§ Excerpted data
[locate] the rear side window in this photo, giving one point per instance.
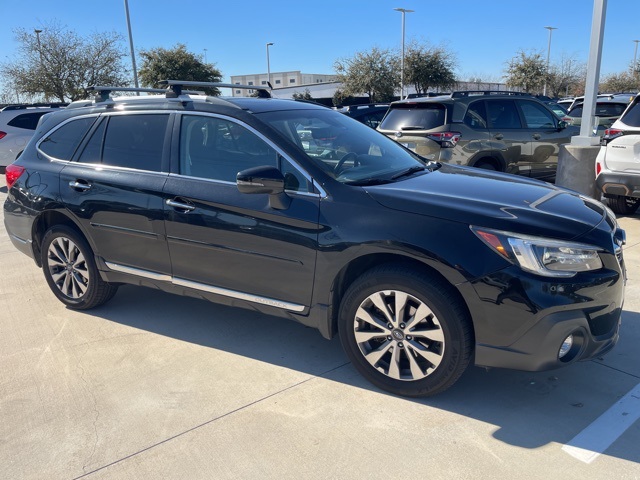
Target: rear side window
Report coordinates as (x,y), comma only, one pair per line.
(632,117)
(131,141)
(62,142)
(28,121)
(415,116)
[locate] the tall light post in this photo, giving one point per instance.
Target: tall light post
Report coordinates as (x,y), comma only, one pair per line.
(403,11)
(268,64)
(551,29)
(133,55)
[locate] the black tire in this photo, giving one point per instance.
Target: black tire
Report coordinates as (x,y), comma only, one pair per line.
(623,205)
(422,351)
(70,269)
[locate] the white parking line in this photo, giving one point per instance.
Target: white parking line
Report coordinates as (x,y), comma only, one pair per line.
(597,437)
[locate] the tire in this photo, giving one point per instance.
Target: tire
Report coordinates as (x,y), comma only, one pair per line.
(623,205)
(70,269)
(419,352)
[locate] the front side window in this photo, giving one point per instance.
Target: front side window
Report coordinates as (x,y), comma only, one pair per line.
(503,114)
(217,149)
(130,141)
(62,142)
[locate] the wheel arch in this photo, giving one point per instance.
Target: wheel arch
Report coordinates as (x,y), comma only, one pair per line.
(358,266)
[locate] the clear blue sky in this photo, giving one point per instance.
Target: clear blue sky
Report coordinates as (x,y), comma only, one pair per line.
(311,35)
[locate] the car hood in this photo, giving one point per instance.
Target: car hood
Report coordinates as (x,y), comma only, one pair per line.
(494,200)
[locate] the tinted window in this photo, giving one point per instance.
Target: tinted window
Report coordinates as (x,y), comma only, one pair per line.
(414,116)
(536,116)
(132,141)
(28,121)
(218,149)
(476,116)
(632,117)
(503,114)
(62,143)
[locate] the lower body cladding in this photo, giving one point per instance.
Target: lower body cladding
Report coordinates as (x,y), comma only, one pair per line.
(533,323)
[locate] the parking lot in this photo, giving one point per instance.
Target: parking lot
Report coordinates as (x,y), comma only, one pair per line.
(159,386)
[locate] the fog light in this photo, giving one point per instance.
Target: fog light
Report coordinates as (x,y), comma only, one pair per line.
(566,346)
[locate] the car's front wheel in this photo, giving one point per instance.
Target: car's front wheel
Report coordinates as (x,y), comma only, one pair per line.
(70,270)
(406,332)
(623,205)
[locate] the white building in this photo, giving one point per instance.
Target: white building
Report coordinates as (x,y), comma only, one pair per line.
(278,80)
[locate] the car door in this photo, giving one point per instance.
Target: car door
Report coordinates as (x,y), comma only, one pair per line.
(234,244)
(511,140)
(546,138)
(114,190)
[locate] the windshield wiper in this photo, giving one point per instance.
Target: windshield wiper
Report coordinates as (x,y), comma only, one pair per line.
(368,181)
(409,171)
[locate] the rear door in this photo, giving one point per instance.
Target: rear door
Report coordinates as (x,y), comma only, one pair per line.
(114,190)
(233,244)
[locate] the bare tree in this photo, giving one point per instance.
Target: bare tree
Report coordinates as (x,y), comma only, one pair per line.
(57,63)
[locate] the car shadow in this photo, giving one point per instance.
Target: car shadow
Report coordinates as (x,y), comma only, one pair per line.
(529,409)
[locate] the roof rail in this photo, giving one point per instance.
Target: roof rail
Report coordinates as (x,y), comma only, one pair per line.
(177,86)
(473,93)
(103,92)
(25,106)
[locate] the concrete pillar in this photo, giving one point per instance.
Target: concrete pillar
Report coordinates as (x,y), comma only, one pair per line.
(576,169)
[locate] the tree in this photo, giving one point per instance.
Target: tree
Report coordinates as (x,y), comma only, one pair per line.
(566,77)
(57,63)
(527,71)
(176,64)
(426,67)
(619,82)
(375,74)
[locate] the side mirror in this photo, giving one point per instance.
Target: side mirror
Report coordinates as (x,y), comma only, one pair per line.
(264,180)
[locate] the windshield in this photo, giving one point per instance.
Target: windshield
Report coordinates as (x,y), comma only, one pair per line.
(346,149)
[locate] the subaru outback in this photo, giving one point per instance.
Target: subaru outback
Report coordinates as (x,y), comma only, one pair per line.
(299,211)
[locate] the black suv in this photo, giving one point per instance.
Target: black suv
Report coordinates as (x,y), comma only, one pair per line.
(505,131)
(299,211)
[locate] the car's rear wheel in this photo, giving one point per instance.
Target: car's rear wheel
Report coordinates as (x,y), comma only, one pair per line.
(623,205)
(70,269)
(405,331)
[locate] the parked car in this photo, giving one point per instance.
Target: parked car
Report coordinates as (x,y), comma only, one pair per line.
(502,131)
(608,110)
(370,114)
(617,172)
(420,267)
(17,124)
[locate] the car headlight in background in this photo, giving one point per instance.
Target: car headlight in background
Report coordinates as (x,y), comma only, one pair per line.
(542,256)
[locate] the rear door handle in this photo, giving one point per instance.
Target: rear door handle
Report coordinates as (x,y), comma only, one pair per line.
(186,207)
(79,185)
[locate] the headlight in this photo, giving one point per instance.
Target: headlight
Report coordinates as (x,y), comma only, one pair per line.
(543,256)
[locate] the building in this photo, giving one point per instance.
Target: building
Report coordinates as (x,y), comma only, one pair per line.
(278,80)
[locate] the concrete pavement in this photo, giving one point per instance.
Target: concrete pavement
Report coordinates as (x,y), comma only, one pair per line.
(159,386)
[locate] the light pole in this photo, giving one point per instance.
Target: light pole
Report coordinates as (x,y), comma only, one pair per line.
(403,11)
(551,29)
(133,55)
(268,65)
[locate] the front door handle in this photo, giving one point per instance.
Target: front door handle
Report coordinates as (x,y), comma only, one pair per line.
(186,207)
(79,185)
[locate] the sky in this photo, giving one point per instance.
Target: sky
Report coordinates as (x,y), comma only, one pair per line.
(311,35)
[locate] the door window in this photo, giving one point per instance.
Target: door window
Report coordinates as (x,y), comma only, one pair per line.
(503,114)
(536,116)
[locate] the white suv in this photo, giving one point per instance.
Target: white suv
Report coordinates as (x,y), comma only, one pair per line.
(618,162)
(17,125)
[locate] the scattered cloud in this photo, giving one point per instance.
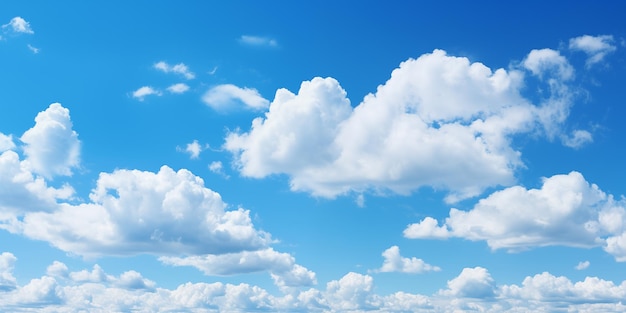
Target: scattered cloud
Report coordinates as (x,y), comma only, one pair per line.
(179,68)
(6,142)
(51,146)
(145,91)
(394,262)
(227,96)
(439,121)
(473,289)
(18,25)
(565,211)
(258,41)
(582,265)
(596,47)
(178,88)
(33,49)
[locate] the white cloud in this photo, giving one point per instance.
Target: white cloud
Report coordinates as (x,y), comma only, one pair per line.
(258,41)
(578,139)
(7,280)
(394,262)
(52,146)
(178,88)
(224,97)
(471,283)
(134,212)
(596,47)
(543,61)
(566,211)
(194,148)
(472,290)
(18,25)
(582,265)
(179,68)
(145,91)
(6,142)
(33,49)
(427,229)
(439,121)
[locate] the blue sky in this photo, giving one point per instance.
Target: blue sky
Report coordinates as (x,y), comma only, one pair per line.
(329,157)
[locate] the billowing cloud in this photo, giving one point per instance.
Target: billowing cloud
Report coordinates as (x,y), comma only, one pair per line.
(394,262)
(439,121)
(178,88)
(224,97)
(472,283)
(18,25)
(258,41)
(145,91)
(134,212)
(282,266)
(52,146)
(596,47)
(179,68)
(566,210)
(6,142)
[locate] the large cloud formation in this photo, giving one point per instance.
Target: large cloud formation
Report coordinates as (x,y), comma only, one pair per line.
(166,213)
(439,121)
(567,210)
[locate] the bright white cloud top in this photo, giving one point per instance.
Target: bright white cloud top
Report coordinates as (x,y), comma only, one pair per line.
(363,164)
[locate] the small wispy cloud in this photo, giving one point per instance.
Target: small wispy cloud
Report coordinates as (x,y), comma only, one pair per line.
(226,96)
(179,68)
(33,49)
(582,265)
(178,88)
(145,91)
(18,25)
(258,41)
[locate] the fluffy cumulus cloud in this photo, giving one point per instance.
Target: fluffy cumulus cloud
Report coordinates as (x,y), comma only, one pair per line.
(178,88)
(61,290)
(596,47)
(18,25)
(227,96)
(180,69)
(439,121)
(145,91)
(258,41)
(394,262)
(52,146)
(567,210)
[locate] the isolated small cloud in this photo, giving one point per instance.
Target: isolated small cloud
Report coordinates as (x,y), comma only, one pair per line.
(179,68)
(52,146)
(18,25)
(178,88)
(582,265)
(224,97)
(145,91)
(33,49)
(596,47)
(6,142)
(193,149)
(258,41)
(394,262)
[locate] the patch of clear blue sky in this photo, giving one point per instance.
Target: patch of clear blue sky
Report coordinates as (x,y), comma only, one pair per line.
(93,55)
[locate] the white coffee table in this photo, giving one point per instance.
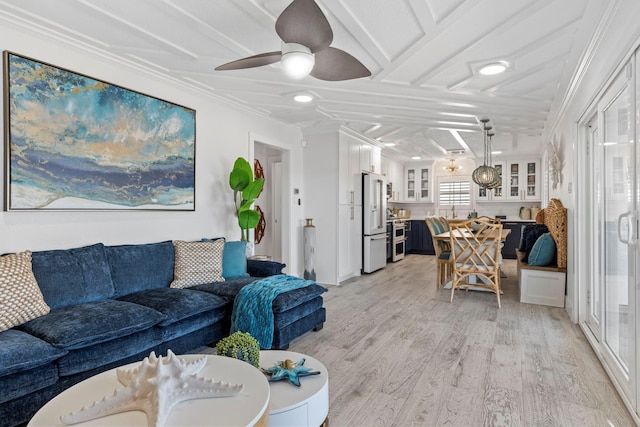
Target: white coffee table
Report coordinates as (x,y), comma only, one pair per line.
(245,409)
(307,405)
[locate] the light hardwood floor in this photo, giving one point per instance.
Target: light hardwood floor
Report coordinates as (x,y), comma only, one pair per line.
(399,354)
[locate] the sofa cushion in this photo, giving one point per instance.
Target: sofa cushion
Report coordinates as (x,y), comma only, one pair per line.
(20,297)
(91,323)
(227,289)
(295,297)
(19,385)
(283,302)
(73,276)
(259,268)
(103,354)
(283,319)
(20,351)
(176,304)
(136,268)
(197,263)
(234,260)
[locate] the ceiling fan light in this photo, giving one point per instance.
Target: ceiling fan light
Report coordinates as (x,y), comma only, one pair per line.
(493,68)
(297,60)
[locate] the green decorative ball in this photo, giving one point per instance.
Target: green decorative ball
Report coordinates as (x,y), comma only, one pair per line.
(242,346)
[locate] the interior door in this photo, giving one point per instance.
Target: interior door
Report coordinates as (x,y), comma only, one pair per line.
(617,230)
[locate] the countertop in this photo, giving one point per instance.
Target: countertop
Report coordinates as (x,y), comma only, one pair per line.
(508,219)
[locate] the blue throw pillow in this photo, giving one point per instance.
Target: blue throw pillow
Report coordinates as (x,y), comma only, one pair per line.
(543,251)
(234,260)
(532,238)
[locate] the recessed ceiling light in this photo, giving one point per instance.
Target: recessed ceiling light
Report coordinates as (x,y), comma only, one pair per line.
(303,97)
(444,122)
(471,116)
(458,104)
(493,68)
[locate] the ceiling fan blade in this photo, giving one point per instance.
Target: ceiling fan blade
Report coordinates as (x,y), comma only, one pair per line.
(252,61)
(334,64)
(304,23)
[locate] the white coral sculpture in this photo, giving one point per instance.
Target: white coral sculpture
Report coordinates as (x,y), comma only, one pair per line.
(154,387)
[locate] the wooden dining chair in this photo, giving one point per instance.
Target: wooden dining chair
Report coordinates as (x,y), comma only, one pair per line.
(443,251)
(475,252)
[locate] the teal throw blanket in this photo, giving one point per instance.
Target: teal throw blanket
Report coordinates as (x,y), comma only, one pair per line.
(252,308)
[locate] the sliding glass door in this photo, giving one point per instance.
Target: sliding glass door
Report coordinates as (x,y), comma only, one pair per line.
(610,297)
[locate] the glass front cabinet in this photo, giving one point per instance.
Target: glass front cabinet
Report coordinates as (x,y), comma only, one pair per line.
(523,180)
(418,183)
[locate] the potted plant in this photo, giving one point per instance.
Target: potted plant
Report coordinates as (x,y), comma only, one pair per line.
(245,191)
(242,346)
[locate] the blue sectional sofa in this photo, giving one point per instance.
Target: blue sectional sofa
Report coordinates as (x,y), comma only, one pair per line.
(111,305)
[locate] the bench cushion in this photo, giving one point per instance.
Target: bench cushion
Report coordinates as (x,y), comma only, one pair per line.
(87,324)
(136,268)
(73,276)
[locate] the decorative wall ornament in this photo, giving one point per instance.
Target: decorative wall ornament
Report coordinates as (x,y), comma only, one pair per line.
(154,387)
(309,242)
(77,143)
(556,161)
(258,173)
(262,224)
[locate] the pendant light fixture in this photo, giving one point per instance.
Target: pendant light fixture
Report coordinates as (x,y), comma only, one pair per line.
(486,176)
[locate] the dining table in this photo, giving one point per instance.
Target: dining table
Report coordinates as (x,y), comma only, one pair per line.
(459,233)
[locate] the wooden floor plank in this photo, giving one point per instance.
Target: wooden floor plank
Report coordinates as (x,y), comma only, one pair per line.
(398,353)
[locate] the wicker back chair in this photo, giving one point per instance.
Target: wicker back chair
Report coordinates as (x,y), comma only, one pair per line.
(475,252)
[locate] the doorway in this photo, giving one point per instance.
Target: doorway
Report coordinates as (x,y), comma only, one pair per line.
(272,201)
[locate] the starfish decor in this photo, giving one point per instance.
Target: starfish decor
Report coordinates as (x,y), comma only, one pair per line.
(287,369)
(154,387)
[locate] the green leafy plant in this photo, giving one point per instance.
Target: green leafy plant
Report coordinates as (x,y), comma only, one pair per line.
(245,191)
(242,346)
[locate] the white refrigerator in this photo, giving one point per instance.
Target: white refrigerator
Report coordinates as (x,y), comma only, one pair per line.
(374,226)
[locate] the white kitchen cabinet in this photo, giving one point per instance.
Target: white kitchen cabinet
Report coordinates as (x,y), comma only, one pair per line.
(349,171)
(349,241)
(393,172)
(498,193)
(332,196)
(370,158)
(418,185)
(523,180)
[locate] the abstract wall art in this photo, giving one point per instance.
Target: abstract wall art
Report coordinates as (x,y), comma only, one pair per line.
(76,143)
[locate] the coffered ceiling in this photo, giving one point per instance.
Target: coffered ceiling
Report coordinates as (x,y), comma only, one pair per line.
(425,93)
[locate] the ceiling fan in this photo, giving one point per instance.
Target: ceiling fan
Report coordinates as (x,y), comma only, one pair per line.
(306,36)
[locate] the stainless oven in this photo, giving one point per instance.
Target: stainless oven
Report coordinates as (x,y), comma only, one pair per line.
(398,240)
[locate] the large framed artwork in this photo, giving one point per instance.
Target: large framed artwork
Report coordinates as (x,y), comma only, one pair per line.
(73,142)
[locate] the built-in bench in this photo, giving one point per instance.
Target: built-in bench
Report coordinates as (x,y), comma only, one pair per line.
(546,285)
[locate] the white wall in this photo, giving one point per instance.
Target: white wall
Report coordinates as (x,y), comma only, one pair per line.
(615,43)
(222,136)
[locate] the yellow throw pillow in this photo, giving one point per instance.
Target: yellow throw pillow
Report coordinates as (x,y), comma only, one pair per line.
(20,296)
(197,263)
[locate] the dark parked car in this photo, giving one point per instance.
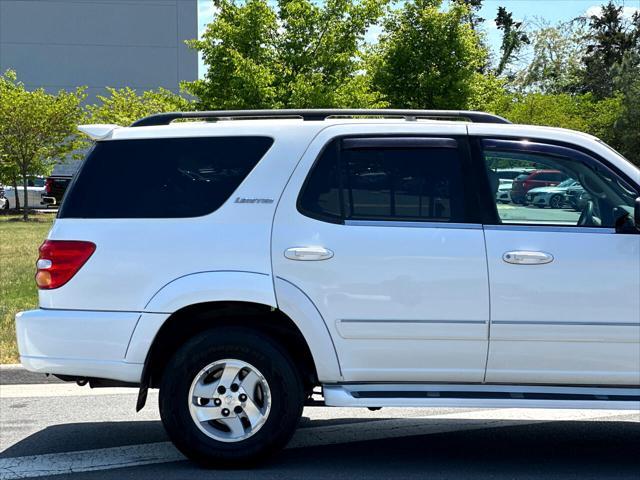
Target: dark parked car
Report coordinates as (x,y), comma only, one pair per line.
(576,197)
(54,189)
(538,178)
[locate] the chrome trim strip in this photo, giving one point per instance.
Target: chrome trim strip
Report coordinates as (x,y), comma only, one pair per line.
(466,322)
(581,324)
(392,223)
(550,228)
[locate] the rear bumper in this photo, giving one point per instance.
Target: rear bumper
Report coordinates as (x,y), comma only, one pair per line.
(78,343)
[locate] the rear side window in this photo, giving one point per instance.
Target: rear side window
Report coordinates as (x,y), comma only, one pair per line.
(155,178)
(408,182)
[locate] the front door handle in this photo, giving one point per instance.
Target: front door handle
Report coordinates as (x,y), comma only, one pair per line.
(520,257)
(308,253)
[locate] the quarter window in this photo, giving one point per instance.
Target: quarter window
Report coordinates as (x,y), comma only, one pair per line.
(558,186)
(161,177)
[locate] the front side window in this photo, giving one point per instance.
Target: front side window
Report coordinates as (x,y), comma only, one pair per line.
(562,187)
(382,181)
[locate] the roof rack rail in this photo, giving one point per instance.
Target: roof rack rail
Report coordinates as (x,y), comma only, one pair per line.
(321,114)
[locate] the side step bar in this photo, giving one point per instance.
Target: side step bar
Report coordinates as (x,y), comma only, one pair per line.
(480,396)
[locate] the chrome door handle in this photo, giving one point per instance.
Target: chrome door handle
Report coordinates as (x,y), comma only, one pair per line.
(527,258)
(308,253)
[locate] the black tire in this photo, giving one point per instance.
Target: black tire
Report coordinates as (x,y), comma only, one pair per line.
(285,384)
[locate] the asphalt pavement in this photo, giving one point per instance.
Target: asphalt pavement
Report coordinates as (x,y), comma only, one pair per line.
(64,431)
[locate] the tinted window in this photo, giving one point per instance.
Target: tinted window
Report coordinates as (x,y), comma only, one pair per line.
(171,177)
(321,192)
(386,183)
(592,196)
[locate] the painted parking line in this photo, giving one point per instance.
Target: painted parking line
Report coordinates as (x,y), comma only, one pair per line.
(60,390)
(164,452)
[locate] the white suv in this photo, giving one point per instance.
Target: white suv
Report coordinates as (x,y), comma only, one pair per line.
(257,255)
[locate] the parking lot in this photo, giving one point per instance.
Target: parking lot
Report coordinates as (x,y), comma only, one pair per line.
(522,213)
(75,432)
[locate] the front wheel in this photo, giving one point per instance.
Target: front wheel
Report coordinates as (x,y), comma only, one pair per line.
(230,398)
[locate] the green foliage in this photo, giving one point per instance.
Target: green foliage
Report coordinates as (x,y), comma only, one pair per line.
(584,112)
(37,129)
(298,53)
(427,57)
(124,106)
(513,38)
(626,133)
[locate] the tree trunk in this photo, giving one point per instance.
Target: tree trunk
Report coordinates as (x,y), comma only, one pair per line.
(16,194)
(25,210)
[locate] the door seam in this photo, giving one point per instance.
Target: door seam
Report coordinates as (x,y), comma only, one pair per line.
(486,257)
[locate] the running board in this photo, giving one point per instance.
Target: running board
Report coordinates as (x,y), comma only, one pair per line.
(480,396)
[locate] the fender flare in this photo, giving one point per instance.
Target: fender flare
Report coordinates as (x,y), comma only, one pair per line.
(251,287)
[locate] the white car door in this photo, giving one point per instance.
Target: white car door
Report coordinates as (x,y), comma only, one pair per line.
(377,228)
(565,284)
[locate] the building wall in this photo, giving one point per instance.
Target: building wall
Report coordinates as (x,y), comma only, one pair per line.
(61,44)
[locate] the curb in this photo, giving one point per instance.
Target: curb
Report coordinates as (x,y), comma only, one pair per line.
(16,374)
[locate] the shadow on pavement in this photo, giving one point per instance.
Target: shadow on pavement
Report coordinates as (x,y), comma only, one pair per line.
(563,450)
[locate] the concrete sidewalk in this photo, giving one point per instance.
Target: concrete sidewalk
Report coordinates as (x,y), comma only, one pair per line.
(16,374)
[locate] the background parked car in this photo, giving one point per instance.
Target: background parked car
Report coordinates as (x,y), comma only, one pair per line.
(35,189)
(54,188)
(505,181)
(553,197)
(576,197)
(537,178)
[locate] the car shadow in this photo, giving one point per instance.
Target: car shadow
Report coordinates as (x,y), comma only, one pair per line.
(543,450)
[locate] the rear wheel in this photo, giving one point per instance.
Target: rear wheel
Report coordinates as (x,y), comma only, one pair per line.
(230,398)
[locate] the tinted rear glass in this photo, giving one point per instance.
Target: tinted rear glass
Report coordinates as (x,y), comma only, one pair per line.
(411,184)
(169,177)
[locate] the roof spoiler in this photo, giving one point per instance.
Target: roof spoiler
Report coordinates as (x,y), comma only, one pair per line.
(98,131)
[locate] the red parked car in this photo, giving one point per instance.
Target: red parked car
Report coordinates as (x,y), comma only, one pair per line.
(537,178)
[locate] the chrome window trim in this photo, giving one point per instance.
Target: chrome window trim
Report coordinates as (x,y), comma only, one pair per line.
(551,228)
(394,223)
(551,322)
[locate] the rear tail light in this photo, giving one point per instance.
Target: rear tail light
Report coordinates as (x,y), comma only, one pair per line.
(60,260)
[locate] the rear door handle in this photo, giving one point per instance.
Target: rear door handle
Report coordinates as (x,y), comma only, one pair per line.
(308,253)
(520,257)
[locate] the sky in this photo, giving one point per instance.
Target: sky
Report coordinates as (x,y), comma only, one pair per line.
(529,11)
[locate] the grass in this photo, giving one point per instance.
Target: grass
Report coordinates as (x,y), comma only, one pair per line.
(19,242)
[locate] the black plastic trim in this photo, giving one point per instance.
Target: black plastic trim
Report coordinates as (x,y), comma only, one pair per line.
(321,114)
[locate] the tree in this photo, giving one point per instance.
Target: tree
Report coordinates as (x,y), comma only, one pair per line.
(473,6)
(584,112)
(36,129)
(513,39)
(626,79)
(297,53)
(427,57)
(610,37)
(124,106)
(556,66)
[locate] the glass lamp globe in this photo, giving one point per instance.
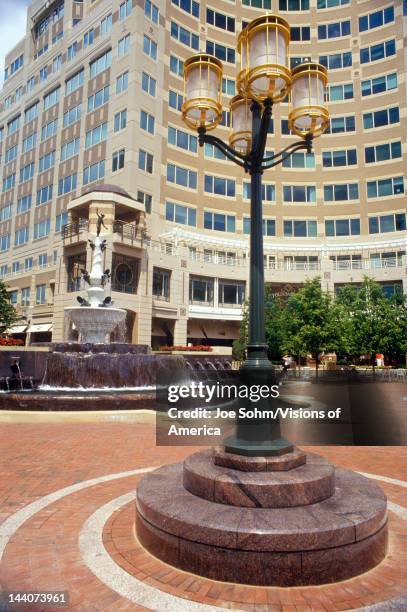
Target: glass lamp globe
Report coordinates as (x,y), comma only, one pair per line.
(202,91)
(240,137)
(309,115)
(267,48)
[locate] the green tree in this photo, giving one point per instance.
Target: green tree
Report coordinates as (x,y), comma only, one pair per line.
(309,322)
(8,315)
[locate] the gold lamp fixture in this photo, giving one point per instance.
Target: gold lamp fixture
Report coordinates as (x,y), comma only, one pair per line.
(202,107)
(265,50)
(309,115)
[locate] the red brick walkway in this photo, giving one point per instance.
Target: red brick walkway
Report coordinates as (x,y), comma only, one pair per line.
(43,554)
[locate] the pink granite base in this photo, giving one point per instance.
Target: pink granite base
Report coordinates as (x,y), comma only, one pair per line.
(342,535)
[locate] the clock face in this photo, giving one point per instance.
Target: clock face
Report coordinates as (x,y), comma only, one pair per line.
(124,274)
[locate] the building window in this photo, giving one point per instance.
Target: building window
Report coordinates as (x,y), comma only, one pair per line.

§ What you have to do
Quote verbatim the line containing "[locate] the gold" and every line after it through the end of the records above.

§ Task solution
[locate] the gold lamp fixture in this photo, giving one point per instance.
Target: gold lamp fixture
Report coordinates as (x,y), comma only, one pair per line.
(202,107)
(265,50)
(309,115)
[locate] the red brick walkway in this photo, giving one point per instance.
Target: red brick walkway
Report coordinates as (x,y), comma only, one pair per line.
(43,554)
[locate] the pink granite base in this photo, giving one point per instance.
Target: pink granite base
Report coordinates as (x,y), comma only, one pair per line.
(342,535)
[locate] the clock face in this photo, giving one point per instance.
Target: clock face
Report coordinates as (x,y), comma only, one pair per line.
(124,274)
[locate] the building window in this photo, giving one point per instance.
Target: building window
Report coordinates as (x,y), comma only, one pair per line.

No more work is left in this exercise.